**GIVEN EXERCISE:**
Reproduce the records below without any changes, starting with the line that contains "Identify each instance of the catcher's leg" and continuing through the end of the records.

**Saved data entries:**
◇ ◇ ◇ ◇ ◇
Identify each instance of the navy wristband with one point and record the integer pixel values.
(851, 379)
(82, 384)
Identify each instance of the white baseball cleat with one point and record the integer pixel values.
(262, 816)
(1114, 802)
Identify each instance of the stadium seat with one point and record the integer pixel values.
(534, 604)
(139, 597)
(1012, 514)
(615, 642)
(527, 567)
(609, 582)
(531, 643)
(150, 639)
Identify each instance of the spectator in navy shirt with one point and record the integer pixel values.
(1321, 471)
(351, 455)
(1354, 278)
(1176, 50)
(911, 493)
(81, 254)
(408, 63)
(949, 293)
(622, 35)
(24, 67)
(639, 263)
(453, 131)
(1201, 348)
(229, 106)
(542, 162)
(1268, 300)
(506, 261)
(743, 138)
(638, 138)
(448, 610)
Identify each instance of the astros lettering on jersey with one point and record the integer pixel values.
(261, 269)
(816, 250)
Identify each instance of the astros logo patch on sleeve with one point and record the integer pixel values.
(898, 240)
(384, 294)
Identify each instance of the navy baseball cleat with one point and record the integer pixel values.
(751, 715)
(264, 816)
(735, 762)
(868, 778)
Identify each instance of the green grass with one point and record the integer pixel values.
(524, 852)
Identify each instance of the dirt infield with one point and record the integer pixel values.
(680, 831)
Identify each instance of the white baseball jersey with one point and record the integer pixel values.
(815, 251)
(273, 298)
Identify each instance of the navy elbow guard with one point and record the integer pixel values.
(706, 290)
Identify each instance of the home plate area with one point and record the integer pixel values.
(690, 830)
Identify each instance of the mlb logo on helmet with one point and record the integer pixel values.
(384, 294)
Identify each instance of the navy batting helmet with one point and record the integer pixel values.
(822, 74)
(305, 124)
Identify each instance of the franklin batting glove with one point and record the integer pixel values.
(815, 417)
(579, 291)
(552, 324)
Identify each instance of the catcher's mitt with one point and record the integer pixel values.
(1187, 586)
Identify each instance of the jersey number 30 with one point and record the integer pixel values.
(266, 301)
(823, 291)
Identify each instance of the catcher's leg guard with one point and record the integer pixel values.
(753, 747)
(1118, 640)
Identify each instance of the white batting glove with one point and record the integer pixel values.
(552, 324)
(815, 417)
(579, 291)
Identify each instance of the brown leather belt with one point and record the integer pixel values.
◇ ◇ ◇ ◇ ◇
**FINISHED ANSWER:**
Identify each instance of the catcher's leg guard with one point and record the integer pixel values.
(753, 747)
(1118, 640)
Identify each instance of the white batting glove with one point and record the integer pixel values.
(552, 324)
(815, 417)
(579, 291)
Identify each instance of the brown leather belt with one point and record the integer pixel values.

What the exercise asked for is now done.